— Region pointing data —
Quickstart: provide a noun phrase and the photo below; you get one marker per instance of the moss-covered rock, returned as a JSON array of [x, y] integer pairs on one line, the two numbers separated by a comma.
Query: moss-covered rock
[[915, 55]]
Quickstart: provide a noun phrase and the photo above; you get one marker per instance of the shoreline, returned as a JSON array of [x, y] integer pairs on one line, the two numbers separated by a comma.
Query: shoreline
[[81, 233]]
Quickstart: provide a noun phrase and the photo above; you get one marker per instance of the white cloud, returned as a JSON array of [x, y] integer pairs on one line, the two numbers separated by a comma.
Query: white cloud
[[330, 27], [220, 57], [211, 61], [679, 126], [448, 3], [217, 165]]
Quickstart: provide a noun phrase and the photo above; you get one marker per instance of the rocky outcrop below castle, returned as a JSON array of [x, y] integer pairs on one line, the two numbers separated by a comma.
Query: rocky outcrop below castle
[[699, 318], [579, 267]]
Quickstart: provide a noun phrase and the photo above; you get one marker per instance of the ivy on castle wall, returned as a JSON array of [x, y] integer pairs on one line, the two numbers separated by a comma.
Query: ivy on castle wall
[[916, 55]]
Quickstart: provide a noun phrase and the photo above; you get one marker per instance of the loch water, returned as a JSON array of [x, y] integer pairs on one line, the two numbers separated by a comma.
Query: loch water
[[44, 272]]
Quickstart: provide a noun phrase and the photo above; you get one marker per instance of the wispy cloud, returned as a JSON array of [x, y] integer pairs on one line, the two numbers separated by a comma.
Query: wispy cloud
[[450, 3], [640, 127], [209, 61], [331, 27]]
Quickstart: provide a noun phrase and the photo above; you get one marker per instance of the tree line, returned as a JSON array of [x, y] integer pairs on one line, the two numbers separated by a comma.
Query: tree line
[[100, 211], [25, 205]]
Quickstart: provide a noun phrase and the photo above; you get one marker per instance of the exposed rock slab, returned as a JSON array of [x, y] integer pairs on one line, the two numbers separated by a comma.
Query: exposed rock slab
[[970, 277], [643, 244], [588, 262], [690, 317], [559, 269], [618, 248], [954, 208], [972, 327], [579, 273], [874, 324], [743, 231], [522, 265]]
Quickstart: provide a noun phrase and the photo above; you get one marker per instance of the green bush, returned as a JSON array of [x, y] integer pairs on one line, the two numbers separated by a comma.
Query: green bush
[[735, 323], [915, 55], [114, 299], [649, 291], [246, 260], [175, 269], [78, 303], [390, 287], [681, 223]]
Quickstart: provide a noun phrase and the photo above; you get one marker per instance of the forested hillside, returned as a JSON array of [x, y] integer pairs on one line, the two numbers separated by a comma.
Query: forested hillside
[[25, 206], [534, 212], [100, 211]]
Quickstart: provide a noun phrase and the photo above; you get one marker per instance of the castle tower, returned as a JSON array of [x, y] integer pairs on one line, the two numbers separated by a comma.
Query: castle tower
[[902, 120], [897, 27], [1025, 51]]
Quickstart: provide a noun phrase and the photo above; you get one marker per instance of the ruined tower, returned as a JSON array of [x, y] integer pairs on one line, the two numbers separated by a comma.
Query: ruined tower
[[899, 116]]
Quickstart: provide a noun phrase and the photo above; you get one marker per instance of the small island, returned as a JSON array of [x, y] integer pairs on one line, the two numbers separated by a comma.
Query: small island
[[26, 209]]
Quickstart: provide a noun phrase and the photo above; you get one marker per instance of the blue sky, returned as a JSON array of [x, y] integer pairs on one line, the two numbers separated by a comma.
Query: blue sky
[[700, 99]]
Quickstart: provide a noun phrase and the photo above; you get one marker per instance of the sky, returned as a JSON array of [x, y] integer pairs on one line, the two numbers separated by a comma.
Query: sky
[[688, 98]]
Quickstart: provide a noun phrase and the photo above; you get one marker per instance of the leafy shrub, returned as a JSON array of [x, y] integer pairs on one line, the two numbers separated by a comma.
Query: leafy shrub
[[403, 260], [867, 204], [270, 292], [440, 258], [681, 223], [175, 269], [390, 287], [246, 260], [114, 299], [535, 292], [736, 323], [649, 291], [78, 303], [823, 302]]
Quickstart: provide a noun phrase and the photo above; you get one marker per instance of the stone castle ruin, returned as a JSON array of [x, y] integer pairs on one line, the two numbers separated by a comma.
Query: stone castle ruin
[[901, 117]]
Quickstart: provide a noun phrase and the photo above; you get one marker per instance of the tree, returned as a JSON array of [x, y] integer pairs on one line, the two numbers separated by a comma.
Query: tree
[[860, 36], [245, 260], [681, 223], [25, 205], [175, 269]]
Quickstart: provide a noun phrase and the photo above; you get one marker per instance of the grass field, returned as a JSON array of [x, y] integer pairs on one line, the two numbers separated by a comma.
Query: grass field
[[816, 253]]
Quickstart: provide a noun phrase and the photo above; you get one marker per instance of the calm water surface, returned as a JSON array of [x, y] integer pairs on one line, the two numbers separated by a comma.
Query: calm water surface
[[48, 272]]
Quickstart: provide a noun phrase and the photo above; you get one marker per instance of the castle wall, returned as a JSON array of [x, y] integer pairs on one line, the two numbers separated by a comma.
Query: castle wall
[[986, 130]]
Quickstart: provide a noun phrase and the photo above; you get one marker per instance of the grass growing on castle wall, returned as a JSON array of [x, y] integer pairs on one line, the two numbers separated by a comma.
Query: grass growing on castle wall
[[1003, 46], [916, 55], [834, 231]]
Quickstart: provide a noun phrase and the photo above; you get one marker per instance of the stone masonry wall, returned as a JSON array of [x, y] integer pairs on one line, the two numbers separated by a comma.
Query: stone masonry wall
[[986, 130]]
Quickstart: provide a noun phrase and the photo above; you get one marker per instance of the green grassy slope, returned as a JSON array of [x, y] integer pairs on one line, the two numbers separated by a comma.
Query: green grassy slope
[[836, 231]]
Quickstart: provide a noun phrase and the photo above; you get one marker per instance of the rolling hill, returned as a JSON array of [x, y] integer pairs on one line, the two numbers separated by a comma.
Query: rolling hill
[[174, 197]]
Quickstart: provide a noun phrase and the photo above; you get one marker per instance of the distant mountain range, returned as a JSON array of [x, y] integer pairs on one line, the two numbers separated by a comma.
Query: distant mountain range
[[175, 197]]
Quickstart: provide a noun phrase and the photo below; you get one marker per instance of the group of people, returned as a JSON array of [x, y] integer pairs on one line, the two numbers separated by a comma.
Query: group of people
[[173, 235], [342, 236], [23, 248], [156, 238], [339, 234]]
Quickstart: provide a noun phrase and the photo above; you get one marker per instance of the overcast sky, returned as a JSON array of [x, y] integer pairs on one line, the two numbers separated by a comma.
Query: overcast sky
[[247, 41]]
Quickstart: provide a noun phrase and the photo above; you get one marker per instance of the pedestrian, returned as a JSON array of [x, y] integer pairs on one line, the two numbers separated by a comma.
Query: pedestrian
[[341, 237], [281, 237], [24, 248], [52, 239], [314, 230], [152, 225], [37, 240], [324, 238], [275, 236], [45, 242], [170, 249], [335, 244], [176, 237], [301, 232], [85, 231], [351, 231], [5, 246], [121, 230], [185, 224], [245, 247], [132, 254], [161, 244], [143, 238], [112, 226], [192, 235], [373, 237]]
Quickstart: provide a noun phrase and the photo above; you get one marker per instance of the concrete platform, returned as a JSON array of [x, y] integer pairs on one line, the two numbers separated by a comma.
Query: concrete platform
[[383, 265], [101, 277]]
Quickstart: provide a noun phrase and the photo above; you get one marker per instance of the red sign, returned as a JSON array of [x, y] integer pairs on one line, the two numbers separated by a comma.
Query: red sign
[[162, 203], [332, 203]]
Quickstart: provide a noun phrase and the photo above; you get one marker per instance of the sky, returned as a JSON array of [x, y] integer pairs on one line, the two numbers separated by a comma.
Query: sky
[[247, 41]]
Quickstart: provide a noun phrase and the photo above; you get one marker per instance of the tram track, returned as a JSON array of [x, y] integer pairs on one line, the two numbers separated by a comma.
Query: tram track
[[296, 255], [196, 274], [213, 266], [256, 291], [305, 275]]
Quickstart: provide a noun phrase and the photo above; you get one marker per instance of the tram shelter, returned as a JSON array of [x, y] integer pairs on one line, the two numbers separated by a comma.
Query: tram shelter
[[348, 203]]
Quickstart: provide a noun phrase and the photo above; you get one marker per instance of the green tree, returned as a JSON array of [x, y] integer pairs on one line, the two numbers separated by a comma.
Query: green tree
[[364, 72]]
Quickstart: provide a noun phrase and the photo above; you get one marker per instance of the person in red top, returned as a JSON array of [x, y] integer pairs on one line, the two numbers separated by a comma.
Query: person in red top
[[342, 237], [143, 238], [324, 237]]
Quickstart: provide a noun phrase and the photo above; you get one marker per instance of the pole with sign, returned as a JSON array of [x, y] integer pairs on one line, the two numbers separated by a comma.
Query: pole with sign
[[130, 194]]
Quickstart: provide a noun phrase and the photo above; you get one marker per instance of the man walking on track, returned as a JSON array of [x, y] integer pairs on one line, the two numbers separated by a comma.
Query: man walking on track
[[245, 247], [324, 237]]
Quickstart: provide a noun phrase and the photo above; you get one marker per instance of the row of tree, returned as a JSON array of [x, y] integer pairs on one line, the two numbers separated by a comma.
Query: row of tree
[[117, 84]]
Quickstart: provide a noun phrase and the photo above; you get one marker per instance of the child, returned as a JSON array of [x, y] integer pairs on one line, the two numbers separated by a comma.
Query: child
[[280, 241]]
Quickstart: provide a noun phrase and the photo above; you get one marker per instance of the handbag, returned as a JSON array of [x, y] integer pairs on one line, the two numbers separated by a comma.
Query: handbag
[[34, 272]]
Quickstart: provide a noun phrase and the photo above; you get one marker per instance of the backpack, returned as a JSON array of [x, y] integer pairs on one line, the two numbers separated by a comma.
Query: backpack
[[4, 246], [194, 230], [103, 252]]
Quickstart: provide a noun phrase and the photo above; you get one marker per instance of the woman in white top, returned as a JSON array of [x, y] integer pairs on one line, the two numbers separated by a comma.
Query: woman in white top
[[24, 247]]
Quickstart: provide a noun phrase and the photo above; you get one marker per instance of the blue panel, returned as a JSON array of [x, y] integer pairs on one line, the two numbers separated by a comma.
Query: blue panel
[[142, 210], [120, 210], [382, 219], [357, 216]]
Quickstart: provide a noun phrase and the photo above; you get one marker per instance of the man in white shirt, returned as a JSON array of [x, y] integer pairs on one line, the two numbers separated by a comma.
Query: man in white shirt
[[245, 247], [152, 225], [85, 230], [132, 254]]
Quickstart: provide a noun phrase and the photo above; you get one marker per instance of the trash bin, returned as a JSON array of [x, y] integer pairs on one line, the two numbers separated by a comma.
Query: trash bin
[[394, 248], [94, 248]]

— THE TASK —
Can you repeat, word for word, every line above from the one containing "the shoreline, returned" down to the one containing "of the white", including both?

— OUTPUT OF THE EXERCISE —
Quickstart: provide a noun phrase and the photo above; you get one marker per instance of the shoreline, returned as a JSON array of [x, y] integer pairs on one line, the two numbers separated by a comma.
Query: shoreline
[[81, 233]]
Quickstart: provide a noun phrase and the photo above; you get one marker per instance of the white cloud, returned as a JSON array of [x, y] integer pairs on one line, the two numbers separated by a comma.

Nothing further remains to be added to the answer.